(Records from a point labeling set)
= = =
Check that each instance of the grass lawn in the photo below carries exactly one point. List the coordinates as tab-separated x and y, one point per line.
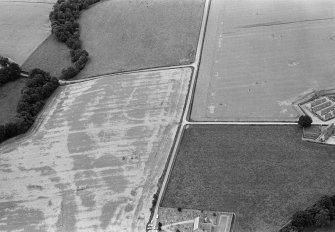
262	173
51	56
10	94
122	35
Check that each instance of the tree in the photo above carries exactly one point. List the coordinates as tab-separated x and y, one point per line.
322	218
290	228
305	121
302	219
160	226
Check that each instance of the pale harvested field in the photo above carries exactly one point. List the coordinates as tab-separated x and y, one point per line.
24	25
94	162
259	56
123	35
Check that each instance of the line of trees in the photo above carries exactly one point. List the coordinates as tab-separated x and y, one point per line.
64	23
38	89
318	215
9	71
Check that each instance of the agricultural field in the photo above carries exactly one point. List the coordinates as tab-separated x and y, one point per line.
263	174
25	25
93	161
260	56
10	94
51	56
123	35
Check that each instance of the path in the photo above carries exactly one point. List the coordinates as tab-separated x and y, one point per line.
165	227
= = =
GOAL OF THE EXERCISE -
In the part of the material that opens with the line containing "Check that each instance of the path" and runs through the end, swap "path" for "trail" and write that part out again with nothing else changed.

FULL RESPONSE -
Check that each instance of the trail in the photo above carries exactly one point. List the coordinates as tab-separated x and y, one point per line.
165	227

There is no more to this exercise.